> [Text segment]:
From Mental Floss, a quick history of NBC's famous "The More You Know" public service announcements.  Genius.

Confessions of a Youth Volleyball Parent

* The more we watch volleyball, the less we understand the rules.  Just when we have it all figured out (you can only score if you're serving, you see), something happens on the court that completely baffles us.  We've now more or less given up and just crinkle our face to make it look like we understand everything and are carefully considering all levels of strategy and execution.  You think they're buying it?
* The worst is when the ball rolls to our feet and we have no choice but to put it back in play.  But who's serve is it now? We weren't paying that close attention. Well, we were paying attention but now with the pressure of everyone looking over to see where the ball went we can't remember who served last.  Does the ball go back to that team... or this team?  Invariably, we choose wrong and toss the ball to the wrong side, only to suffer the humiliation of an 8-year-old girl correcting our mistake and sending the ball where it actually belongs.
* Some of the other volleyball moms aren't drinking water from their fancy big plastic tumbler, if you know what we mean.  This isn't speculation. This has been verified.
* As exhilarating as it can be to watch your kid's team run up the score on a hapless opponent, it's just as disheartening to have your kid be a member of that hapless team getting steamrolled by a superior opponent.  We've experienced both ends of that particular scoreboard spectrum, once during the same two-hour period.
* Here are the six kinds of players you'll find on a youth volleyball team:
1 The kid who's afraid to touch the ball with anything approaching intent, so the player ducks away from an incoming ball, serves with a wet-fish half-ass swing that barely makes it to the net, and otherwise cringes the entire time they're out there.
2. The kid who might as well be on the junior varsity team now, making sophisticated digs and spikes and launching untouchable, rocket serves over the net.  How is that little kid already that good?  Sometimes they're even the shortest kid on the team.
3. The kid that's completely inconsistent, making MVP moves one moment, then flailing around cluelessly the next.  You never know what you're going to get.
4. The coach's kid.  Sometimes they're pretty good, but mostly they're not.
5. The hapless kid that tries so hard every time but just can't make anything happen.  They're returning one ball straight up into the rafters, shanking another into the face of the scorekeeper, or swinging with all of their might and completely missing (the ball never got within five feet of them).  They're trying, but it's a disaster every time.
6. The kid who's out there doing anything but paying attention.  This player is dancing and laughing or craning their neck around to look at the scoreboard or chatting with the player next to them or staring at the floor.  What they're not doing is staying focused and watching the ball.  This is probably your kid, FYI.

> [Tasks to perform]:
1/ In the volleyball parent confessions, how old is the girl who corrects the parents when they toss the ball to the wrong side?
2/ Copy the entries word for word, starting at the line that contains "TARGET = car roof" and continuing through the last line of the entries.

Dataset excerpts on object pointing
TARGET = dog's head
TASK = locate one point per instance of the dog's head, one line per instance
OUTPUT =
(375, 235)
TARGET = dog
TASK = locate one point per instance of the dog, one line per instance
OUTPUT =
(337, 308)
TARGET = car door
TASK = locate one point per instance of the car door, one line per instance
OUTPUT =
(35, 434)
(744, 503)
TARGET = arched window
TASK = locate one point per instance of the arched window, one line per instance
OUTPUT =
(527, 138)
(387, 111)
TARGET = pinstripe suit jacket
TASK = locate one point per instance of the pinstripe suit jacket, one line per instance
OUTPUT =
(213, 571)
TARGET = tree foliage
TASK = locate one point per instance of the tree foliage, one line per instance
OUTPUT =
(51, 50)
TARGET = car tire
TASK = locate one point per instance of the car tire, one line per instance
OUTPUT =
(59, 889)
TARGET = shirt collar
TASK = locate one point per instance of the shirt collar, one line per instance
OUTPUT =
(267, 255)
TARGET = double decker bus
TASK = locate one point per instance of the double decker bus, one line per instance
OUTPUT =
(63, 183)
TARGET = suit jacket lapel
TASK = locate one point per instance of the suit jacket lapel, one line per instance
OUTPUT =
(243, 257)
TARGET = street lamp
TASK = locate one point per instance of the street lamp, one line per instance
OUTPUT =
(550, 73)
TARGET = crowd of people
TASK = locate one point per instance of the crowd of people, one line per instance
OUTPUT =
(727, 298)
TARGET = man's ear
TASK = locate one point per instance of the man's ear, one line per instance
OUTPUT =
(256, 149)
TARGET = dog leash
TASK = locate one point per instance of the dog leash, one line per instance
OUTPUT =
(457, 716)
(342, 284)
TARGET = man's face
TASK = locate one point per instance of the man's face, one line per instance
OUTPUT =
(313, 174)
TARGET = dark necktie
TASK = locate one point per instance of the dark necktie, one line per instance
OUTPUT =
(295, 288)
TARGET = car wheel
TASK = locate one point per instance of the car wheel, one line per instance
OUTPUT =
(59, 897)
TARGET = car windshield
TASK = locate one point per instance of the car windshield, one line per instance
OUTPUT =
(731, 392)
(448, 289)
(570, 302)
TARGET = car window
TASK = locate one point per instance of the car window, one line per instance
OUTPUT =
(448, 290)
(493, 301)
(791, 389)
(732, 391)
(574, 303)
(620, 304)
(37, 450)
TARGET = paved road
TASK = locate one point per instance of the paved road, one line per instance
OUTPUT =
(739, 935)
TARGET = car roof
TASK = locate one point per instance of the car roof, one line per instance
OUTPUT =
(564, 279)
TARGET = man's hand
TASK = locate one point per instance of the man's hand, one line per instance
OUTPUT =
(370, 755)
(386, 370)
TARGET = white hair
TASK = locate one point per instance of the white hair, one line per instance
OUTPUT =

> [Solved tasks]:
1/ 8 years old.

2/
TARGET = car roof
TASK = locate one point per instance of the car roof, one line per instance
OUTPUT =
(564, 279)
TARGET = man's hand
TASK = locate one point per instance of the man's hand, one line per instance
OUTPUT =
(370, 755)
(386, 370)
TARGET = white hair
TASK = locate one point per instance of the white hair, one line per instance
OUTPUT =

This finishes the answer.